EXTRAIT DU DOCUMENT:

Ce sujet peut être appréhendé à l'aide de deux éléments : une expérience de départ et une espérance d'arrivée. D'un côté, nous observons directement ou nous avons connaissance d'hommes et de femmes injustes qui vivent dans l'impunité et même l'opulence. Tel dictateur qui opprime son peuple demeure en son palais, profitant de sa richesse usurpée et même de l'honneur public. Nul ne l'inquiète, et parfois on le reçoit en grande pompe à l'étranger.
D'un autre côté, l'homme a l'espérance de voir les justes récompensés et l'injustice punie. N'est-ce pas là le fondement de toute éducation ? Nous enseignons aux enfants la justice et condamnons l'injustice ; mais nous savons qu'ils aurons à faire dans le monde l'expérience de l'inverse. Dans une certaine mesure il y a dans le monde – le monde vécu- le sentiment d'un conflit entre le coeur des hommes et le cours du monde.
La question est ici de savoir ce que l'on entend par « heureux » et par « injustice ». L'injustice pourrait être de façon élémentaire le fait de vouloir avoir plus que les autres ; le voleur veut plus de biens, le violeur plus de plaisir. Mais comment peut-on être heureux en faisant souffrir les autres ? D'un autre côté, il s'agit de s'entendre sur le terme « heureux ». Car si nous voyons bien un dictateur vivre dans la richesse et l'abondance de biens, il n'est pas sûr que la richesse soit le bonheur. Une distinction utile pourrait être celle des biens extérieurs et du Bien. L'argent, les dorures, la célébrité, ce sont des biens extérieurs. Le Bien peut être conçu comme intérieur ; c'est au moins la paix de l'âme avec elle-même. Ceci veut dire que l'injuste pourrait sembler heureux, au regard des autres, mais que dans son for intérieur - dans son âme - il aurait un remord ou une souffrance. Mais on dit parfois d'hommes qu'ils sont des « monstres », c'est à dire qu'ils font le mal sans la moindre souffrance d'âme, qui serait le signe de notre humanité. Si les monstres existent, il y a fort à parier que l'injuste puisse être heureux.

LIGNES DE DONNÉES:
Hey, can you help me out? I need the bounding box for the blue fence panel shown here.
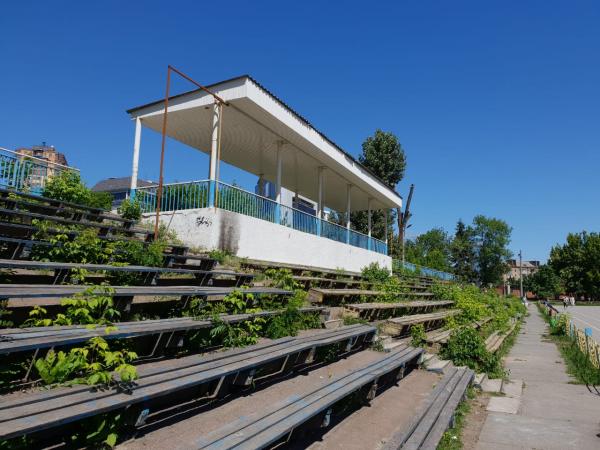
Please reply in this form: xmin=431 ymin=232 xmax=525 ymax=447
xmin=135 ymin=180 xmax=208 ymax=213
xmin=0 ymin=148 xmax=78 ymax=194
xmin=216 ymin=183 xmax=278 ymax=223
xmin=371 ymin=238 xmax=387 ymax=255
xmin=321 ymin=220 xmax=348 ymax=243
xmin=350 ymin=230 xmax=369 ymax=249
xmin=135 ymin=180 xmax=387 ymax=255
xmin=279 ymin=205 xmax=319 ymax=235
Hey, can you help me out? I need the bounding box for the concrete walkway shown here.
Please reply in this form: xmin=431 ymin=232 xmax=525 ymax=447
xmin=476 ymin=305 xmax=600 ymax=450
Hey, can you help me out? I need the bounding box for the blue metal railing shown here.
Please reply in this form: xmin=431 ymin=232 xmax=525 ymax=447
xmin=135 ymin=180 xmax=387 ymax=255
xmin=215 ymin=182 xmax=278 ymax=223
xmin=0 ymin=147 xmax=79 ymax=194
xmin=135 ymin=180 xmax=209 ymax=213
xmin=393 ymin=259 xmax=456 ymax=281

CONSIGNES:
A – Indiquez si chacune des affirmations suivantes concorde avec le texte sur le bonheur de l'injuste, en répondant par oui ou non et en citant les mots décisifs du texte : (i) le texte affirme que la richesse est assurément le bonheur ; (ii) le texte range la célébrité parmi les biens extérieurs ; (iii) selon le texte, le dictateur est parfois reçu en grande pompe à l'étranger.
B – Recopiez à l'identique, s'il vous plaît, le passage des entrées qui va de la ligne contenant « walkway shown here. » jusqu'à la fin des entrées, ces deux bornes comprises.

RÉPONSES:
A –
(i) Non : « il n'est pas sûr que la richesse soit le bonheur ».
(ii) Oui : « L'argent, les dorures, la célébrité, ce sont des biens extérieurs. »
(iii) Oui : « parfois on le reçoit en grande pompe à l'étranger ».

B –
Hey, can you help me out? I need the bounding box for the concrete walkway shown here.
Please reply in this form: xmin=431 ymin=232 xmax=525 ymax=447
xmin=476 ymin=305 xmax=600 ymax=450
Hey, can you help me out? I need the bounding box for the blue metal railing shown here.
Please reply in this form: xmin=431 ymin=232 xmax=525 ymax=447
xmin=135 ymin=180 xmax=387 ymax=255
xmin=215 ymin=182 xmax=278 ymax=223
xmin=0 ymin=147 xmax=79 ymax=194
xmin=135 ymin=180 xmax=209 ymax=213
xmin=393 ymin=259 xmax=456 ymax=281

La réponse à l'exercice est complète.